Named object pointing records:

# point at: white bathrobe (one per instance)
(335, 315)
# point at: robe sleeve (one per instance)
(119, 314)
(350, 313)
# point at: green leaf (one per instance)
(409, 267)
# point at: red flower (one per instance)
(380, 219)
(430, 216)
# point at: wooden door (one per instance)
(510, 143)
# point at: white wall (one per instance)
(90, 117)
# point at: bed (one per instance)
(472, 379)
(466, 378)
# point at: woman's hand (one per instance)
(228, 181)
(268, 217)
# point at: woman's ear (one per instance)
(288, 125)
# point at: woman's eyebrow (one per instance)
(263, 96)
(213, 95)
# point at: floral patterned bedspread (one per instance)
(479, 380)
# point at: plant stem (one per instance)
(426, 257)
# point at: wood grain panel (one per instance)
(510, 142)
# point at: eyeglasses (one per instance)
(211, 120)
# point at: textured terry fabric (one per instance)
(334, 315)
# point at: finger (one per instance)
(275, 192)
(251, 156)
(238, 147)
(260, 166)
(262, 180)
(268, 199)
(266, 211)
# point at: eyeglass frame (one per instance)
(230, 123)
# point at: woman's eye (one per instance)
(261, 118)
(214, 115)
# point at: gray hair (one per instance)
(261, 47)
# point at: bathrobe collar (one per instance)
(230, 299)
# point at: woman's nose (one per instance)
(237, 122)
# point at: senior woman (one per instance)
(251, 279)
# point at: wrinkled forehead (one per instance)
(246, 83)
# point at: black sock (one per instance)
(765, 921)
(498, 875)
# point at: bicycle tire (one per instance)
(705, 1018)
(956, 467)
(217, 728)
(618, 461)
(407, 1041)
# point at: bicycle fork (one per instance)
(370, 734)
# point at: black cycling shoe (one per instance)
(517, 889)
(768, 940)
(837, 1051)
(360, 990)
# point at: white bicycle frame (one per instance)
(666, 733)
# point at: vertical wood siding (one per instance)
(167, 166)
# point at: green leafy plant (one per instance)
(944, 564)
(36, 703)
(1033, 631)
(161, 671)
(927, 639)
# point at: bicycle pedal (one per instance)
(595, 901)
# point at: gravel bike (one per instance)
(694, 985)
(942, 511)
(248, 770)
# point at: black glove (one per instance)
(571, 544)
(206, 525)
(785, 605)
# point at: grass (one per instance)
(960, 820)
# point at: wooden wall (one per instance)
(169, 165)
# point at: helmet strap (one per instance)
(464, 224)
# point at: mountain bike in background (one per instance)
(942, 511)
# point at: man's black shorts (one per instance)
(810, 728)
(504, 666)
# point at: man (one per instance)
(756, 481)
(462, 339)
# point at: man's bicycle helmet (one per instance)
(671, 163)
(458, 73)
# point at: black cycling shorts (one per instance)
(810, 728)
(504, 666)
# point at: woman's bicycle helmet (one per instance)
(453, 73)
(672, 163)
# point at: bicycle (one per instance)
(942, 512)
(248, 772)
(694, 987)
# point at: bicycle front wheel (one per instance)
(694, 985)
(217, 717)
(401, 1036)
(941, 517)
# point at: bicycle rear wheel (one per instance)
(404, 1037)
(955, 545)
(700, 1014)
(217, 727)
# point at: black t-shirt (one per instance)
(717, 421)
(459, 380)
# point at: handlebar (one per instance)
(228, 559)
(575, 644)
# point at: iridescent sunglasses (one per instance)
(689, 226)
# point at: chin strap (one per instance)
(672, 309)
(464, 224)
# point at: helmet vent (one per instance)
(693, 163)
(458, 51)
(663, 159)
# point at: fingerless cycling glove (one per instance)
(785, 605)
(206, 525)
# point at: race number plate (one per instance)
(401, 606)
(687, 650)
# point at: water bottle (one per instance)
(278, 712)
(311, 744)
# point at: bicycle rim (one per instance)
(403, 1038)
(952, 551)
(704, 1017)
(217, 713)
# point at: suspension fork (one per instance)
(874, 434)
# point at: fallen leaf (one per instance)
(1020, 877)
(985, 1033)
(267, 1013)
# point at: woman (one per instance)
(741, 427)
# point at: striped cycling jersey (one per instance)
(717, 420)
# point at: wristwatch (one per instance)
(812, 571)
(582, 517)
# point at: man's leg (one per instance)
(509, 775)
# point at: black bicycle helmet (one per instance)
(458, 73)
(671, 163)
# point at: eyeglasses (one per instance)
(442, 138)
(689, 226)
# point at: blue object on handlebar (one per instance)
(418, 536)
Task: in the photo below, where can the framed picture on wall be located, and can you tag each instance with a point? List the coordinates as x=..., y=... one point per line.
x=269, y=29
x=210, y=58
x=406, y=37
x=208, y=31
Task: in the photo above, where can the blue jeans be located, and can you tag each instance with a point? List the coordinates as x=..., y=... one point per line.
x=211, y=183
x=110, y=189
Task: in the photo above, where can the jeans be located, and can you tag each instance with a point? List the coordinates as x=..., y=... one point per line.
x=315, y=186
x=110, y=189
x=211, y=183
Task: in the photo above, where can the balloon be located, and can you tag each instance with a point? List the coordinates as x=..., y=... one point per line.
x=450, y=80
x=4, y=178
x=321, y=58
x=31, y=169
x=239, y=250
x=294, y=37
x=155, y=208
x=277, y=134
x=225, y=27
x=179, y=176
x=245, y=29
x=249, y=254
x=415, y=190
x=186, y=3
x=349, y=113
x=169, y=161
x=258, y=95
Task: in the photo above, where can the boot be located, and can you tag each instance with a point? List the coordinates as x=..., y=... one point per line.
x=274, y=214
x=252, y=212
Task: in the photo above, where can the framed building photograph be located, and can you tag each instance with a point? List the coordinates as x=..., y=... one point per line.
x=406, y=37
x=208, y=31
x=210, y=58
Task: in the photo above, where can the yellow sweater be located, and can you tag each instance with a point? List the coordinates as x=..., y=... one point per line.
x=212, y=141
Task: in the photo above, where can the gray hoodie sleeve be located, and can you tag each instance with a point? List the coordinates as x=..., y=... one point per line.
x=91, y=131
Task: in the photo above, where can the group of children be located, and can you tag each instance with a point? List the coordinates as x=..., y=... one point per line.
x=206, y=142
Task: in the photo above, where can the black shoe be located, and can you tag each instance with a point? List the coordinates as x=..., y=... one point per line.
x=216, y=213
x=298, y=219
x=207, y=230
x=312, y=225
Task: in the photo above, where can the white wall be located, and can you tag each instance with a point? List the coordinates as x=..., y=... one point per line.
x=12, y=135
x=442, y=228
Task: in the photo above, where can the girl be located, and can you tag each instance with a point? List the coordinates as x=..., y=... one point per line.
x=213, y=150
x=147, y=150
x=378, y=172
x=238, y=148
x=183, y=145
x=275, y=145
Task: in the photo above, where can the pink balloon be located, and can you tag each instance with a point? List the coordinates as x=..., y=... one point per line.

[Directions]
Write out all the records again, substituting "pale wall" for every "white wall" and leaving everything else unchanged.

[Exercise solution]
# point at: white bathrobe (one per instance)
(335, 315)
# point at: robe sleeve (one per instance)
(119, 314)
(350, 313)
# point at: green leaf (one per instance)
(409, 267)
# point at: red flower (one per instance)
(380, 219)
(430, 216)
# point at: wooden door (one per instance)
(510, 143)
# point at: pale wall (one per instance)
(90, 117)
# point at: bed (one per instance)
(472, 379)
(466, 378)
# point at: woman's hand (one per instance)
(228, 181)
(268, 217)
# point at: woman's ear (one per instance)
(288, 125)
# point at: woman's eyebrow (one per instance)
(263, 96)
(213, 95)
# point at: floral patterned bedspread (one per instance)
(479, 380)
# point at: plant stem (one per instance)
(426, 257)
# point at: wood grain panel (one per instance)
(510, 142)
# point at: eyeglasses (one per instance)
(211, 120)
# point at: textured terry fabric (one per instance)
(334, 315)
# point at: finger (one per instance)
(275, 192)
(251, 156)
(238, 147)
(260, 166)
(262, 180)
(268, 199)
(266, 211)
# point at: eyeglass frame (one per instance)
(230, 123)
# point at: woman's eye (one per instance)
(261, 118)
(214, 115)
# point at: gray hair (one per instance)
(261, 47)
# point at: bathrobe collar (one per instance)
(230, 299)
# point at: woman's nose (one per instance)
(237, 122)
# point at: senior woman (one per instance)
(251, 279)
# point at: wrinkled forehead (one per instance)
(246, 83)
# point at: black sock (one per instance)
(765, 921)
(498, 875)
# point at: bicycle tire (one per instance)
(705, 1018)
(956, 467)
(217, 728)
(618, 461)
(407, 1041)
# point at: bicycle fork (one per instance)
(370, 734)
# point at: black cycling shoe (one per instance)
(517, 889)
(768, 940)
(837, 1051)
(360, 990)
# point at: white bicycle frame (one per instance)
(666, 733)
# point at: vertical wood siding (one per instance)
(167, 166)
# point at: green leafy plant (one per instance)
(944, 564)
(36, 703)
(1033, 631)
(161, 671)
(927, 639)
# point at: bicycle pedal (one per instance)
(595, 901)
# point at: gravel bike (one per instance)
(694, 985)
(942, 511)
(248, 770)
# point at: black glove (one per instance)
(571, 544)
(206, 525)
(785, 605)
# point at: grass (one per instance)
(960, 820)
# point at: wooden wall (one per instance)
(169, 165)
# point at: helmet strap (one per instance)
(464, 224)
# point at: mountain bike in background (one per instance)
(942, 511)
# point at: man's black shorts (one per instance)
(810, 728)
(504, 666)
# point at: man (one per instance)
(756, 481)
(462, 339)
# point at: man's bicycle helmet (one per instance)
(671, 163)
(458, 73)
# point at: black cycling shorts (one per instance)
(810, 728)
(504, 666)
# point at: woman's bicycle helmet (one per instance)
(453, 73)
(672, 163)
# point at: bicycle (one per instance)
(942, 512)
(248, 772)
(694, 987)
# point at: bicycle front wheel (one per instance)
(694, 985)
(217, 717)
(401, 1036)
(941, 517)
# point at: bicycle rear wheel (one per instance)
(404, 1037)
(955, 545)
(700, 1014)
(217, 727)
# point at: black t-shirt (one per instance)
(717, 421)
(459, 380)
# point at: handlebar (one per instance)
(228, 559)
(575, 644)
# point at: iridescent sunglasses (one per instance)
(689, 226)
# point at: chin strap (one per instance)
(672, 309)
(464, 224)
# point at: helmet vent (one per instance)
(693, 163)
(458, 51)
(663, 159)
# point at: fingerless cycling glove (one per instance)
(785, 605)
(206, 525)
# point at: race number plate (one per instance)
(401, 606)
(687, 650)
# point at: water bottle (one per instance)
(278, 712)
(311, 744)
# point at: bicycle rim (one per instance)
(403, 1038)
(952, 551)
(704, 1017)
(217, 713)
# point at: suspension fork (one per instance)
(874, 434)
# point at: fallen leaf (one per instance)
(1020, 877)
(985, 1033)
(267, 1013)
# point at: woman (one per instance)
(741, 427)
# point at: striped cycling jersey (one per instance)
(717, 420)
# point at: wristwatch (one per instance)
(812, 571)
(582, 517)
# point at: man's leg (one per instance)
(509, 775)
# point at: black bicycle helmet (one per instance)
(458, 73)
(671, 163)
# point at: eyeglasses (one per instance)
(442, 138)
(689, 226)
# point at: blue object on handlebar (one per instance)
(418, 536)
Task: in the photo below, where can the framed picture on wall be located, and can you tag each instance with a point? List the coordinates as x=..., y=... one point per line.
x=269, y=29
x=210, y=58
x=406, y=37
x=208, y=31
Task: in the photo above, where can the blue jeans be located, and can you tag each instance with a point? List the coordinates as x=..., y=... one point per line.
x=211, y=183
x=110, y=189
Task: in the photo above, where can the jeans be located, and can you tag each instance with a point? List the coordinates as x=..., y=... one point per line.
x=315, y=186
x=110, y=189
x=211, y=183
Task: in the photo above, where can the balloon be located, and can you tag each instance with a point? List the coordinates as x=..., y=... one point per line.
x=450, y=80
x=4, y=178
x=321, y=58
x=31, y=169
x=239, y=250
x=294, y=37
x=155, y=208
x=277, y=134
x=225, y=27
x=179, y=176
x=245, y=29
x=249, y=254
x=415, y=190
x=186, y=3
x=349, y=113
x=169, y=161
x=258, y=95
Task: in the photo above, where can the boot be located, and can you tag each instance with a point? List the coordinates as x=..., y=... one point per line.
x=274, y=214
x=252, y=212
Task: in the photo above, where can the framed building photograph be located, and can you tag each instance with a point? List the coordinates as x=..., y=... one point per line.
x=406, y=37
x=208, y=31
x=210, y=58
Task: in the photo above, where can the yellow sweater be located, and can you tag each instance with a point? List the coordinates as x=..., y=... one point per line.
x=212, y=141
Task: in the photo above, where can the gray hoodie sleeve be located, and can you tag each instance with a point? List the coordinates as x=..., y=... one point per line.
x=91, y=131
Task: in the photo above, where can the group of children be located, and can you tag each instance with a point? List the coordinates as x=..., y=... one point per line.
x=206, y=142
Task: in the photo above, where can the black shoe be located, and can you tag each instance with a point? List the coordinates as x=..., y=... one point per line.
x=216, y=213
x=298, y=219
x=207, y=230
x=312, y=225
Task: in the photo above, where can the pale wall be located, and can you tag each instance with a point? List the coordinates as x=..., y=... one point per line.
x=12, y=135
x=442, y=228
Task: in the photo above, where can the girl be located, and can you tag each instance with a point? List the coordinates as x=..., y=... one point per line.
x=213, y=150
x=147, y=150
x=378, y=172
x=238, y=148
x=183, y=145
x=275, y=145
Task: in the photo above, where can the pink balloon be located, and can you tag each instance with a point? List the coordinates as x=..., y=... one point per line.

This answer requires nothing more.